→ **The exercise**
Write out, precisely and in full, each line of the material.

→ **Source data**
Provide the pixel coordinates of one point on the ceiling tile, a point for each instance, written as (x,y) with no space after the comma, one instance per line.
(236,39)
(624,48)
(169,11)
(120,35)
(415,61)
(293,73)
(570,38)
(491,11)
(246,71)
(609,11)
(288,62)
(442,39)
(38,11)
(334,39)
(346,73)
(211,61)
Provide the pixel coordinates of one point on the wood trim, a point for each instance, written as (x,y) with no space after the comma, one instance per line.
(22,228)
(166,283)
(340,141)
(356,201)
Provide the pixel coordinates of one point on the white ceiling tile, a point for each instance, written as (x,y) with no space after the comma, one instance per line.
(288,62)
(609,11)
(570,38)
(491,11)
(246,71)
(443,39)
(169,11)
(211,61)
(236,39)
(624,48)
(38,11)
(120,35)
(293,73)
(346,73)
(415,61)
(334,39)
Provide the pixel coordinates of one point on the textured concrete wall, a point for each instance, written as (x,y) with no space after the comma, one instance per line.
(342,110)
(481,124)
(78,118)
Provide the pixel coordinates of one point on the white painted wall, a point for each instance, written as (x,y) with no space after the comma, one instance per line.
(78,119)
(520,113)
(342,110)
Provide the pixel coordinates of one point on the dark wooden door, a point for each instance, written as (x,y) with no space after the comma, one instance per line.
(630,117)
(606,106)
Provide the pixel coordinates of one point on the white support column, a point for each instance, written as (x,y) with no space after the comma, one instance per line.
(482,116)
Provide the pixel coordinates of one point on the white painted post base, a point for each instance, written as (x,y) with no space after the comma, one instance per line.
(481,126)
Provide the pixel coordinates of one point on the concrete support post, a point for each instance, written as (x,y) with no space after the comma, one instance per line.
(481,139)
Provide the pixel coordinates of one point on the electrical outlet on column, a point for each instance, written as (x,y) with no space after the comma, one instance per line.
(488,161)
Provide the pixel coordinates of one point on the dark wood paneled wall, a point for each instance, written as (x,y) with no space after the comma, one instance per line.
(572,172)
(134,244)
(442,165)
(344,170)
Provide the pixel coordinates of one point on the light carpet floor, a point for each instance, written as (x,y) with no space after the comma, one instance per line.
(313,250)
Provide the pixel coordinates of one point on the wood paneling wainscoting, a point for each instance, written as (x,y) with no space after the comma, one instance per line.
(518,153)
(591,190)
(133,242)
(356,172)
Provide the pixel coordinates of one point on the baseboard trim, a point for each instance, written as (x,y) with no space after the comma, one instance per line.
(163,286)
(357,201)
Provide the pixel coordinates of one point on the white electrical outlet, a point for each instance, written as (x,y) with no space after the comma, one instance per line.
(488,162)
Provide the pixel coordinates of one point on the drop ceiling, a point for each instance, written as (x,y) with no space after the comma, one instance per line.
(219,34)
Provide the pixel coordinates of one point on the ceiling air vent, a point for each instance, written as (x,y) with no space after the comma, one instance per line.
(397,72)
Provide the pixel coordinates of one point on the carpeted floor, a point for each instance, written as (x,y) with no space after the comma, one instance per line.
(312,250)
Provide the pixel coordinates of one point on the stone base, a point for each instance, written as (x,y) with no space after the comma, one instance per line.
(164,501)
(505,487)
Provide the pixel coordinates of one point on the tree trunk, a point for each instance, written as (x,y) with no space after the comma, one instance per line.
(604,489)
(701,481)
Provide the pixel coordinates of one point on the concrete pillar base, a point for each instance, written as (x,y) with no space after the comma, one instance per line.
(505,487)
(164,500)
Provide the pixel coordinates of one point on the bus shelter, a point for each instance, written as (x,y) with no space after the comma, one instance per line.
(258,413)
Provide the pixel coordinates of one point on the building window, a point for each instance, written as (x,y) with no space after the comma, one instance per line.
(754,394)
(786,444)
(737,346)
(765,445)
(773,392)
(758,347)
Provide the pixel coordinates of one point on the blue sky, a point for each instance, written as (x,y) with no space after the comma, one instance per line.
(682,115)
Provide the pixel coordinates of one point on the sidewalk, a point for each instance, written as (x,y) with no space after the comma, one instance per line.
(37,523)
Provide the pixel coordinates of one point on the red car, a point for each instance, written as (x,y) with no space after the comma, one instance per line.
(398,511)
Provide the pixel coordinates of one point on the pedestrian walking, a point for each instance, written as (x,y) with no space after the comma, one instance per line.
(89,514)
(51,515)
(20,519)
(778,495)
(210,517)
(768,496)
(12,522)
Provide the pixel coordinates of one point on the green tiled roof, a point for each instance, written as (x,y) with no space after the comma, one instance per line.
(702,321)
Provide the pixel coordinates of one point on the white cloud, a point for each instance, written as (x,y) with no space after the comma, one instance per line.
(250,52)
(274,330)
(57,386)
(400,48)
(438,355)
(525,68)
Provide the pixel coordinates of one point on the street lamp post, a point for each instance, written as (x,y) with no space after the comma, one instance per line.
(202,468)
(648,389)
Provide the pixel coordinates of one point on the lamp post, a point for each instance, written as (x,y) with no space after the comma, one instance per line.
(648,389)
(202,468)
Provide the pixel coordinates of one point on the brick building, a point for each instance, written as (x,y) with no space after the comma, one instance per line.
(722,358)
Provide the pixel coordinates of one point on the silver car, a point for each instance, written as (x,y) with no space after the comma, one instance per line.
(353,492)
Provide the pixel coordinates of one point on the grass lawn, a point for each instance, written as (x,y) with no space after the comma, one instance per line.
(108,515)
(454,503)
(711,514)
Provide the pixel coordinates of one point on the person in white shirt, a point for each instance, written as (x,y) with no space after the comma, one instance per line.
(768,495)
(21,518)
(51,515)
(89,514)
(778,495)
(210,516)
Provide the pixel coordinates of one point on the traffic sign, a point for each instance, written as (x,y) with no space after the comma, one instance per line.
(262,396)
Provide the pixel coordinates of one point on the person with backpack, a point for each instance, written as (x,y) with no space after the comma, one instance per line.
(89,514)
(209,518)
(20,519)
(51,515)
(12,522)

→ **Task answer**
Provide the pixel coordinates of one point on the ceiling tile, a point for each instance, written as (x,y) with no space after the comma, one instance per line.
(236,39)
(624,48)
(169,11)
(120,35)
(415,61)
(293,73)
(570,38)
(491,11)
(246,71)
(609,11)
(288,62)
(442,39)
(38,11)
(334,39)
(346,73)
(211,61)
Provide the pixel coordinates of one point on the wood trim, a point for each instance, written as (x,y) with no space after the comma, one instance per line.
(22,228)
(166,283)
(340,141)
(356,201)
Provide the pixel coordinates of one point on the white ceiling tile, a point for each instance, written as (x,y) with no space after the comma, one instance per line.
(288,62)
(609,11)
(570,38)
(491,11)
(246,71)
(443,39)
(169,11)
(211,61)
(236,39)
(624,48)
(38,11)
(120,35)
(293,73)
(346,73)
(415,61)
(334,39)
Provide the pixel coordinates of one point on the textured concrete wall, a point for each instance, written as (x,y) with no space after the comma, one instance per line.
(342,110)
(481,124)
(78,118)
Provide the pixel coordinates of one point on the white painted wall, a point for each instance, written as (x,y) with no space after the comma, one instance per line.
(78,119)
(520,113)
(342,110)
Provide the pixel coordinates of one point on the dark wooden door, a point for each instance, written as (x,y) with no space after the comma, one instance per line.
(630,117)
(606,106)
Provide the pixel coordinates of one point on the white support column, a point for each instance, written as (x,y) with no space after the comma, one instance per line.
(482,116)
Provide the pixel coordinates of one point on the white painted post base, a point for each instance, written as (x,y) with no space after the comma, one instance per line.
(481,126)
Provide the pixel coordinates of one point on the concrete support post, a point for each instance, written as (x,y) with no space after the comma, one instance per line.
(481,139)
Provide the pixel coordinates of one point on the electrical outlet on column, a point for each instance, written as (x,y) with no space after the comma, one instance per line.
(488,161)
Provide the pixel coordinates of one point on the dark wood paneled wall, a point for each instance, written as (x,y) with no space after the comma, one instance per line.
(572,172)
(134,244)
(442,165)
(344,170)
Provide the pixel coordinates of one point on the light carpet floor, a point for each instance, written as (x,y) with no space after the comma, one instance per line.
(313,250)
Provide the pixel coordinates of one point on the wood paneling wainscoting, a point for each instance, written as (x,y) with no space after the comma, one instance per line.
(518,153)
(591,190)
(133,242)
(356,172)
Provide the pixel coordinates of one point on the baseboard trim, a point for each instance, written as (x,y) with no space after the comma, one instance per line.
(163,286)
(357,201)
Provide the pixel coordinates of one point on the white electrical outlet, a point for each instance, written as (x,y) with no space after the comma, one instance per line.
(488,162)
Provide the pixel coordinates of one point on the drop ceiling, a point for each instance, written as (x,y) with no space after the comma, one instance per line.
(219,34)
Provide the pixel coordinates of one point on the ceiling air vent, a point for each instance, written as (x,y) with no space after the comma, one instance per line.
(397,72)
Provide the pixel coordinates of one point on the carpeted floor, a point for each instance, written as (x,y) with no space after the comma, one instance per line.
(312,250)
Provide the pixel coordinates of one point on the stone base, a point for each instance, written as (x,y) with no space after the comma, one instance per line.
(164,501)
(505,487)
Provide the pixel coordinates of one point on the tree trunk, a point for each instance, written as (x,y) with no space after the comma, one instance per line.
(604,489)
(701,481)
Provide the pixel coordinates of one point on the concrete pillar base, a point for each instance, written as (x,y) with no space after the comma, one instance per line.
(505,487)
(164,500)
Provide the pixel coordinates of one point on the bus shelter, a point for each instance, written as (x,y) with no space after the comma, one instance per line.
(258,413)
Provide the pixel coordinates of one point on the building window, a point for each instance, written as (x,y) with no space after the comma, one instance per line.
(754,394)
(786,444)
(737,346)
(765,445)
(773,392)
(758,347)
Provide the pixel coordinates of one point on the blue sky, a point for each instance, written as (x,y) with no space after the comma, one instance per line.
(682,115)
Provide the pixel coordinates of one point on the sidewalk, a point for each instance, written as (x,y) with no space after the comma, one instance per line.
(37,523)
Provide the pixel coordinates of one point on the red car, a point for each instance, written as (x,y) with no space after the comma, one instance per line.
(398,511)
Provide the pixel coordinates of one point on the pedestrian walking, a point for each instance, written as (x,y) with no space after the comma, one instance per line.
(89,514)
(51,515)
(20,519)
(778,495)
(210,517)
(768,496)
(12,522)
Provide the pixel coordinates of one point on the green tiled roof, a point for each instance, written as (x,y) with no space after the comma, one instance per line.
(702,321)
Provide the pixel coordinates of one point on the white cloud, a point for each instance, written as (x,y) with no space after the comma, one instance per line.
(250,52)
(274,330)
(57,386)
(400,48)
(438,355)
(525,68)
Provide the pixel coordinates of one point on the street lamp post, a point for each instance, written as (x,y) with no space after the comma, one instance per line.
(202,468)
(648,389)
Provide the pixel coordinates of one point on the lamp post, a point for each instance, written as (x,y) with no space after the comma, one instance per line.
(648,389)
(202,468)
Provide the pixel coordinates of one point on the brick building, a point for each instance, written as (x,y) with no space after the comma, one instance per line.
(722,358)
Provide the pixel coordinates of one point on the silver car, a point for each instance, written as (x,y) with no space after the comma, one instance per line.
(353,492)
Provide the pixel coordinates of one point on the grass lawn, a point for each instance, written as (x,y) with no space after the comma, one instance per line.
(108,515)
(454,503)
(711,514)
Provide the pixel coordinates of one point on the person in white shirt, a point for each instance, written as (x,y) with no space after the comma, one instance per line.
(768,495)
(21,518)
(51,515)
(89,514)
(778,495)
(210,516)
Provide the pixel coordinates of one point on the traffic sign, a point for each instance, written as (x,y) with no space after the comma, one instance per line.
(262,396)
Provide the pixel coordinates of one point on the person with backpack, a point for each instance, written as (x,y) with no space after the comma, one instance per line.
(89,514)
(209,518)
(20,519)
(51,515)
(12,522)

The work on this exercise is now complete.